Stored dataset items:
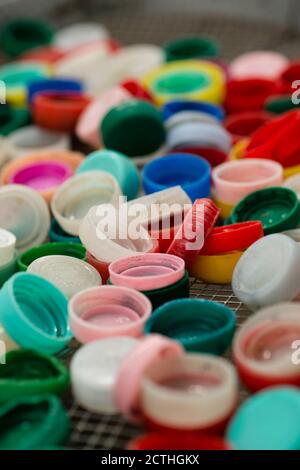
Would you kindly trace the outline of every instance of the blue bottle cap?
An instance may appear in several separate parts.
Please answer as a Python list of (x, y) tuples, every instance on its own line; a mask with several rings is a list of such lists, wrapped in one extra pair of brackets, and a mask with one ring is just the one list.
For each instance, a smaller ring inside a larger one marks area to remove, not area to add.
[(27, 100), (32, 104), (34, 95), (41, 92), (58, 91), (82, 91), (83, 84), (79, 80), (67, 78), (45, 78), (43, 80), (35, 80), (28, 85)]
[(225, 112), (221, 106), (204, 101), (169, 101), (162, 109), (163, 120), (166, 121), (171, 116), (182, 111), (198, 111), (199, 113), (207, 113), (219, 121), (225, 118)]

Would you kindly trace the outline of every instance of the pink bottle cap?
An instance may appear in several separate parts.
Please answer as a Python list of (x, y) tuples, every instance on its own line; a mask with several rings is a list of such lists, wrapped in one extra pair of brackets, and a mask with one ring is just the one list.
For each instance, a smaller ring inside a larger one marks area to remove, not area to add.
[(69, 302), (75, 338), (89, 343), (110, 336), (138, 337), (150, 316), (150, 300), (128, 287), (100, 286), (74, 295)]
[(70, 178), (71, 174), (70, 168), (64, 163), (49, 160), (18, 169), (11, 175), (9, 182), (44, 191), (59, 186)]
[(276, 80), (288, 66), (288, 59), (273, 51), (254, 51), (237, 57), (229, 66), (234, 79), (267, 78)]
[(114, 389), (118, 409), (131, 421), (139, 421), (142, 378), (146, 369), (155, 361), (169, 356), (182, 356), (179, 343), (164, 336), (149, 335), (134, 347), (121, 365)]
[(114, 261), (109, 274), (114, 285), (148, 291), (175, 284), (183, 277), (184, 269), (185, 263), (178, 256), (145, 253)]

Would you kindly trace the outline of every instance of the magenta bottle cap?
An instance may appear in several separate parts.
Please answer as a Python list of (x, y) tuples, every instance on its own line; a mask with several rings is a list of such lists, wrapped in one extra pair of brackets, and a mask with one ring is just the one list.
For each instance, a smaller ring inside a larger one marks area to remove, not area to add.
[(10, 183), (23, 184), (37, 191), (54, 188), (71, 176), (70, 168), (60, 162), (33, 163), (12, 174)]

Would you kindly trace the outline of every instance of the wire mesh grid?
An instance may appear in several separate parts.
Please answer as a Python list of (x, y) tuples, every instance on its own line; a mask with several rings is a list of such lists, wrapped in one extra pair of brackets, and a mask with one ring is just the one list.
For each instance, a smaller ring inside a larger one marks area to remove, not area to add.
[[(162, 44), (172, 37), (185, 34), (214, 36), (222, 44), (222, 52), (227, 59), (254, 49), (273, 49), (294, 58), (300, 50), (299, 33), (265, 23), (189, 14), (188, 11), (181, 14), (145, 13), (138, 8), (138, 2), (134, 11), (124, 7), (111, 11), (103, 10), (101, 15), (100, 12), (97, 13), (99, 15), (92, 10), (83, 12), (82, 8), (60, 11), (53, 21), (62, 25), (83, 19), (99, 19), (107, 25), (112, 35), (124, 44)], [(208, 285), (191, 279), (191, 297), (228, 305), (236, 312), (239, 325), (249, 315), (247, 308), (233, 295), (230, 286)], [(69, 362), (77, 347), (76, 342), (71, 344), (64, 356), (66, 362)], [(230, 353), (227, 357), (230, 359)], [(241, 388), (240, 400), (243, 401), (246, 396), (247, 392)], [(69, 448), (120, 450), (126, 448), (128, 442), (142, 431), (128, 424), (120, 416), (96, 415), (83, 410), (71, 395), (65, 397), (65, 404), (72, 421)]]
---
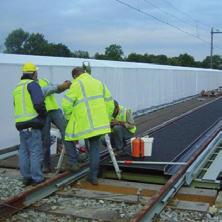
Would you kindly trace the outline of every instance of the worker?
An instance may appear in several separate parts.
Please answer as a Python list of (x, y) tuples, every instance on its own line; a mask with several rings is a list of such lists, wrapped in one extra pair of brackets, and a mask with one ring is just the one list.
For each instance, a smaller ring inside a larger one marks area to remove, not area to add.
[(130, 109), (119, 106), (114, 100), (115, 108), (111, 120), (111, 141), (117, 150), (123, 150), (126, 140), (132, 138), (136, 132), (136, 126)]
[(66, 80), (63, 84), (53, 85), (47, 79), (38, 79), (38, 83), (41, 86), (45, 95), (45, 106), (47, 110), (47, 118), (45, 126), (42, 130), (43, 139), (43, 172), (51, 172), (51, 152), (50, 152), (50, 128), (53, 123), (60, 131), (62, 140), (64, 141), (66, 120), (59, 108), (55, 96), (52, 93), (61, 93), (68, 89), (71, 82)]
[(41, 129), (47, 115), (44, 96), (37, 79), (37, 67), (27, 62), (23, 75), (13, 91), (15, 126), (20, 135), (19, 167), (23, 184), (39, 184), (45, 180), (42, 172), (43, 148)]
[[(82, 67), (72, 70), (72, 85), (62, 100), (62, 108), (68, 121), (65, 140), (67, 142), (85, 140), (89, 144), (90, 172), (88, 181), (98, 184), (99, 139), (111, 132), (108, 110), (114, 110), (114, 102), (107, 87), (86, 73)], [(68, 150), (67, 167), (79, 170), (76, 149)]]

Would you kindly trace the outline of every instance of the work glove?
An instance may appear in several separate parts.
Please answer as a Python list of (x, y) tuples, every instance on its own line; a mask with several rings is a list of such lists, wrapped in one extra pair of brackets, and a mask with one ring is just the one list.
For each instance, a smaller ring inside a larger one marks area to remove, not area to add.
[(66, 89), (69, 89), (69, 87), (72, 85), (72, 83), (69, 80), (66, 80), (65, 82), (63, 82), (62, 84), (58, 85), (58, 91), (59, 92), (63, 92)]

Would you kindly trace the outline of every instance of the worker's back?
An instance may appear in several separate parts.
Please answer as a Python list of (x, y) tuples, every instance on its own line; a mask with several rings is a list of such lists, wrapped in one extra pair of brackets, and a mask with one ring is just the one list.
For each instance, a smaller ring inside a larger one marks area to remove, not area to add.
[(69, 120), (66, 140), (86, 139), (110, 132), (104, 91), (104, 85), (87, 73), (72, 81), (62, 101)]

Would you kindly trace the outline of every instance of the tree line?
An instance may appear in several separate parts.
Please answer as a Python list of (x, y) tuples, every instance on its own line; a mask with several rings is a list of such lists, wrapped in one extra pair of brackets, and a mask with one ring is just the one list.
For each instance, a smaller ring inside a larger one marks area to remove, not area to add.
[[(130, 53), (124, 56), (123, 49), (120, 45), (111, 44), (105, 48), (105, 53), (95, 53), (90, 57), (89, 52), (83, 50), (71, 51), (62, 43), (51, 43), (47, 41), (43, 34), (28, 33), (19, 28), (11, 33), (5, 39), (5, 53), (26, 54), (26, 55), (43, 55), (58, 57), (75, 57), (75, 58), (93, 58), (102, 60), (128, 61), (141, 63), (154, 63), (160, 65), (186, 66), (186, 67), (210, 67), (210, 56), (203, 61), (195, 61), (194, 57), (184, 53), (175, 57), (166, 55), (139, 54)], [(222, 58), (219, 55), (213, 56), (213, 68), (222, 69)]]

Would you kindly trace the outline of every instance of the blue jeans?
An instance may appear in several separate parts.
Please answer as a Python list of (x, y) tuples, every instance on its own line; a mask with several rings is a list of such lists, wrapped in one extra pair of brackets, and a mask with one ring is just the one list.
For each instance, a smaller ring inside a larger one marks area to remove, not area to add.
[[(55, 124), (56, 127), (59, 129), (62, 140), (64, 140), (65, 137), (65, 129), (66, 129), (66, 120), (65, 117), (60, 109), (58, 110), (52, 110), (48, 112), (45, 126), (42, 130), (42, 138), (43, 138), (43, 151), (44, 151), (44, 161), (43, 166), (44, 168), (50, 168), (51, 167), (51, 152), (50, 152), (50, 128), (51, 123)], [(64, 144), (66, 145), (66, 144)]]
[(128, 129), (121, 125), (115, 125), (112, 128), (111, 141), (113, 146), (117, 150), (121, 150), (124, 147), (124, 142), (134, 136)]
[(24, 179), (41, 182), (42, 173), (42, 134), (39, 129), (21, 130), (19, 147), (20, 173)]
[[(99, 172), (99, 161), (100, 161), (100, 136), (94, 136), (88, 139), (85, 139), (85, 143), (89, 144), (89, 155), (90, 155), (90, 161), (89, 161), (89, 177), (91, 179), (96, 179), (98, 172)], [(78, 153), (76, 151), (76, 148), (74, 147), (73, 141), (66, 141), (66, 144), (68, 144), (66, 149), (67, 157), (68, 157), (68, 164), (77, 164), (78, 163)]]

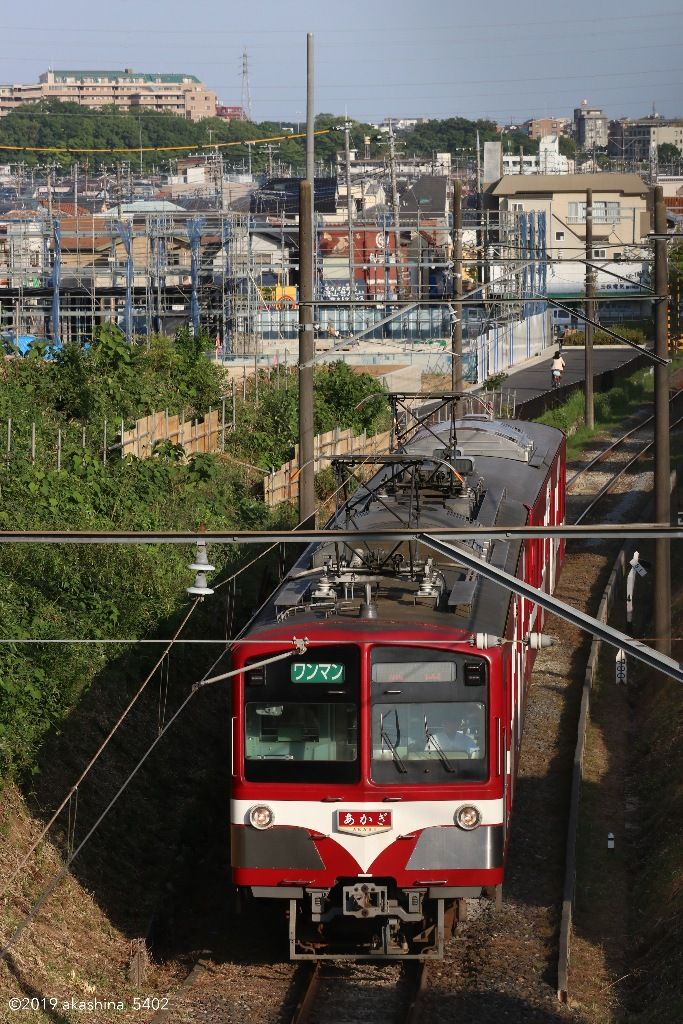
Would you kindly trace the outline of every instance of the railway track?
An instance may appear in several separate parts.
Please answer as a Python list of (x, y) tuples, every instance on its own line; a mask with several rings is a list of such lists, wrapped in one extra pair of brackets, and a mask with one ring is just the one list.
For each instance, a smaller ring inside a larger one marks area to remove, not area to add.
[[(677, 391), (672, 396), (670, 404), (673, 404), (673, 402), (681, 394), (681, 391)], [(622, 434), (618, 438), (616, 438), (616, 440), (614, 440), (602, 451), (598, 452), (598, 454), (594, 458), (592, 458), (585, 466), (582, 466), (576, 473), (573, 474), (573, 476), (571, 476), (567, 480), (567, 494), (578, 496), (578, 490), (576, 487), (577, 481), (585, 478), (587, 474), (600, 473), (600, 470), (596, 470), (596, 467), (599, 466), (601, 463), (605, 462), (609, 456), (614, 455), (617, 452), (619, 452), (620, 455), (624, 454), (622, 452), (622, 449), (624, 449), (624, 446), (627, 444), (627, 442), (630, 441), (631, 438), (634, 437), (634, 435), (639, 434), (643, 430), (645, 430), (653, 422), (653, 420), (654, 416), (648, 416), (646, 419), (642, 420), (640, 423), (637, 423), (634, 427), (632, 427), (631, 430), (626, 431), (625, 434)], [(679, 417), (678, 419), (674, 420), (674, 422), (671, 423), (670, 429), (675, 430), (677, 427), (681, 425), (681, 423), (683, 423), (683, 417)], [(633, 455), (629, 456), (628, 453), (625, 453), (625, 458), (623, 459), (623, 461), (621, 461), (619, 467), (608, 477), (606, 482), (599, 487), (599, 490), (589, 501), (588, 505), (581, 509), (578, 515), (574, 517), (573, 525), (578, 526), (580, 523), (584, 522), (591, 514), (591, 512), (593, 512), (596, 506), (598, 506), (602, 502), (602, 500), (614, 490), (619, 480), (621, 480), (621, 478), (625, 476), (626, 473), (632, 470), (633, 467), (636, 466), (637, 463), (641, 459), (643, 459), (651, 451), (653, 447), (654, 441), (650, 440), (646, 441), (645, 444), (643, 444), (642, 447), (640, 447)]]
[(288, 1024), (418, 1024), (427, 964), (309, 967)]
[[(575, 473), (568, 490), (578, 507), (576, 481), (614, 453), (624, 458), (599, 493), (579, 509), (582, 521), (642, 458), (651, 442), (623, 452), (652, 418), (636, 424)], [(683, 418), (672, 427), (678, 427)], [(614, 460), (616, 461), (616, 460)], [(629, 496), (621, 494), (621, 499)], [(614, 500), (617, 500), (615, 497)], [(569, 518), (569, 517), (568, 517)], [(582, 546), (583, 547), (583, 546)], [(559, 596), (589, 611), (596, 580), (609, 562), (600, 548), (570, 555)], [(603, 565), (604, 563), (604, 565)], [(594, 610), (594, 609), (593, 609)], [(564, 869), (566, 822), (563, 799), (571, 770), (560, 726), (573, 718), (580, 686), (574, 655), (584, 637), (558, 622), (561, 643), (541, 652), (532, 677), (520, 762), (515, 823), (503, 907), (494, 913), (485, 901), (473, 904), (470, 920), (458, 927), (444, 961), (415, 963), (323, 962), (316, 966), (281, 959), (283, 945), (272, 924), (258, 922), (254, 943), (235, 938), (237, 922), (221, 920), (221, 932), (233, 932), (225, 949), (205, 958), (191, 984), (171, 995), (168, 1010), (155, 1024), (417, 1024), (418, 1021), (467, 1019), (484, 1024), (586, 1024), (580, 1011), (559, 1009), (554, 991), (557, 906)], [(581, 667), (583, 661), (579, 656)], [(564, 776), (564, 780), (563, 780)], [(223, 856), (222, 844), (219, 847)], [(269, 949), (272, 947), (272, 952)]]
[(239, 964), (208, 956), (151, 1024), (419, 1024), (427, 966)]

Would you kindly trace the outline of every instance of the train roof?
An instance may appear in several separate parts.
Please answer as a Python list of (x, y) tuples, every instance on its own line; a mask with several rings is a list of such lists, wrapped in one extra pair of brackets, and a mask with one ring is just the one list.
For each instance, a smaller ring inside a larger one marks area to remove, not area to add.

REQUIRED WORK
Collect each line of the entries that has the word "worker", copying it in full.

SOLUTION
Would you kindly trace the outline of every instance of the worker?
Would you kindly trace the outline of every instance of the worker's back?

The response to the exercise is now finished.